→ **Task directions**
Copy the data precisely, character for character, and leave out every picture.

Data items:
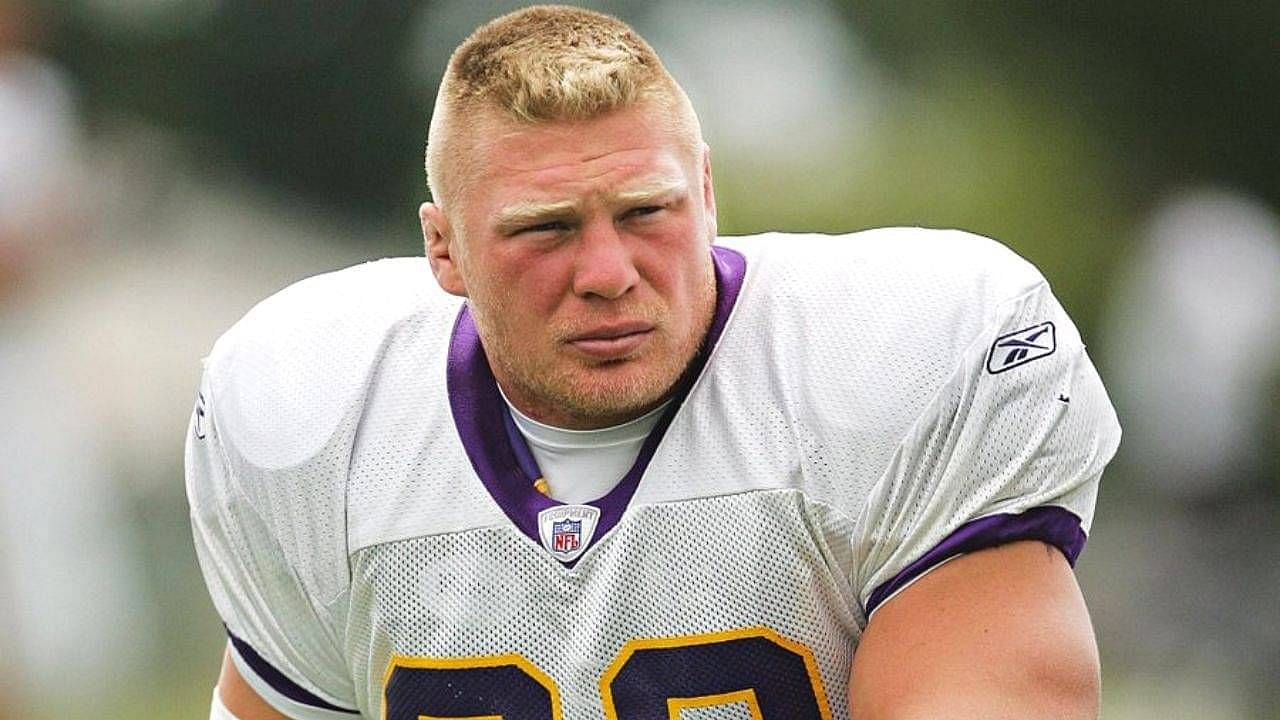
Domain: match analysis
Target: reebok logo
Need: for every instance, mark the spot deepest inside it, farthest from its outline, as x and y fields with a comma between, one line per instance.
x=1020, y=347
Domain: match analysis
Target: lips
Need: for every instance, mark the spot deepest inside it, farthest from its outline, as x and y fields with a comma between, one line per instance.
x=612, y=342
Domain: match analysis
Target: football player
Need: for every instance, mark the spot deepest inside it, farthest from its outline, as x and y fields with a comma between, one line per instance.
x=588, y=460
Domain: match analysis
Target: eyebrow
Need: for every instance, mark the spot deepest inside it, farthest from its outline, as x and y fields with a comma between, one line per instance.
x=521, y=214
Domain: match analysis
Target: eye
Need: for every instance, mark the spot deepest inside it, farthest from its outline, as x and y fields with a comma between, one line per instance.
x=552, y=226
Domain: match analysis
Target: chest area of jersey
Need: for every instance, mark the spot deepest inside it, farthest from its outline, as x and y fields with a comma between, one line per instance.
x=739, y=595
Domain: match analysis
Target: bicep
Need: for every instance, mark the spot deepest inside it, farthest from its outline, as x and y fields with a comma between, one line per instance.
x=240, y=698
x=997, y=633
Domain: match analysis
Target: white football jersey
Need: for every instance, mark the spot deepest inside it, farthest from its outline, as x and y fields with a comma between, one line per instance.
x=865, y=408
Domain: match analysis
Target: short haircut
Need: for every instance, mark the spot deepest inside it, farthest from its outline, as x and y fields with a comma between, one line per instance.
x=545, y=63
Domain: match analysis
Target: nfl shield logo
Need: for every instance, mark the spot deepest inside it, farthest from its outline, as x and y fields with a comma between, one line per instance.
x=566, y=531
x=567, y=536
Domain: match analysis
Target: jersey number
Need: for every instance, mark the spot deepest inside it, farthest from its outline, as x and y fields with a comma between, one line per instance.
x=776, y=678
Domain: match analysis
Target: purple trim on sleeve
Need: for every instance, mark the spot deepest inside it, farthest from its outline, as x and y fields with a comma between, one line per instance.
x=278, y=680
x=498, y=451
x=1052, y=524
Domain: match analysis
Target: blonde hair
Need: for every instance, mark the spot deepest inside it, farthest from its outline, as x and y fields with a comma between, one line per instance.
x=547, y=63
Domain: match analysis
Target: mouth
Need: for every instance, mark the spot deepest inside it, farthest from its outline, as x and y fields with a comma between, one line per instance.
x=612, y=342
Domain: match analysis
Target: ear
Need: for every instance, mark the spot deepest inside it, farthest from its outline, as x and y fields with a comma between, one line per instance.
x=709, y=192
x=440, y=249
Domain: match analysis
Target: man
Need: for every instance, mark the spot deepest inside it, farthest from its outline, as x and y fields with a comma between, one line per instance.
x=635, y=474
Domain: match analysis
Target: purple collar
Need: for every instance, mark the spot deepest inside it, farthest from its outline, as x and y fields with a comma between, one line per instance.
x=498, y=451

→ **Result below**
Domain: match analysis
Target: reebok logo
Need: for every instance, mark the spot deepest inside it, farthest from its outline, as x and y fields with a comma between, one line per instance.
x=1020, y=347
Domain: match analysis
Target: lips
Need: for every instance, mark the spot deepest inside it, farthest from its outline, as x and y fields with a comma between, one line per instance.
x=612, y=342
Domain: match analysis
Target: football player
Need: for every instance, mark the spot deepest inside it, farthest from its outline, as x and y fields with a comma between, one line per instance.
x=588, y=460
Domain: match analysis
Target: eyebrow
Need: for every instance, mark the spot deepest inside it, farthest from its outline, as x and y fields with a comma between, one line per instance.
x=521, y=214
Domain: match analysis
Target: eye
Need: for every instance, mark the spot deepest inside it, farthest from its outline, as x and y fields with a comma between, one line per instance.
x=552, y=226
Domain: match analysis
Target: chest area of jersey
Need: for every instance, mark the spot deepest inside it, farthest from its outline, as x and y fields with a comma between, one line per instance.
x=739, y=595
Domain: match analysis
Target: bicep
Need: for every instance, mark the spot deepest inside it, farthest from its outline, as x and y fields with a comma between, one line per instance.
x=240, y=698
x=997, y=633
Domain: match analysis
Target: white football jersey
Need: for every instance, mark the spot deepest inside it, farthest from its outline, as x and y fields with a comma between, one line per instance.
x=865, y=408
Domain: match analysis
Target: short haircut
Need: for every instance, mark the spot deepest inside it, farthest from its outline, as x and y fields with a comma between, one line per instance.
x=545, y=63
Domain: match analysis
Target: nfl shield logo
Need: for every instance, mark the spot deepest inside it, farthest from its outline, as x and y fields with a comma between, one line per instance.
x=566, y=531
x=567, y=536
Domain: match analysis
Target: jersey number
Need: for every instance, mark the spot deepest inside it, farthest from its outline, as x and y fields with a comma between, one line per instance.
x=776, y=678
Domain: match analysis
Target: purple trim on sleeve
Need: for every instance, mark the spot deepest inside it, farthest from its outline, as x and y fields with a comma between, one line per instance.
x=278, y=680
x=498, y=451
x=1052, y=524
Domain: match analysis
Target: blonde hair
Need: for every instance, mark the spot deepest inside it, farthest from its outline, as x and y fields with a comma between, one line per instance.
x=547, y=63
Domain: match analysis
Target: mouth
Need: for every instance, mark the spot deepest inside it, farthest from its outline, as x and y fields with a comma between, one line per instance.
x=612, y=342
Domain: match analysis
Target: ear
Need: for every instance, mark the spot deepest inside it, farthest from its outline, as x and y fields with a comma between, one line per instance.
x=709, y=192
x=440, y=249
Domain: match analysis
Target: man
Need: for every instance, mark the spot deepest inside it, farthest from its outline, as x and y fields with a comma between, one line per instance.
x=635, y=474
Domain: match analysis
Target: purple collar
Need: for every instance, mark the spot deepest inside it, farthest from its outline, as x and y fields with a comma between, one line per instance.
x=498, y=451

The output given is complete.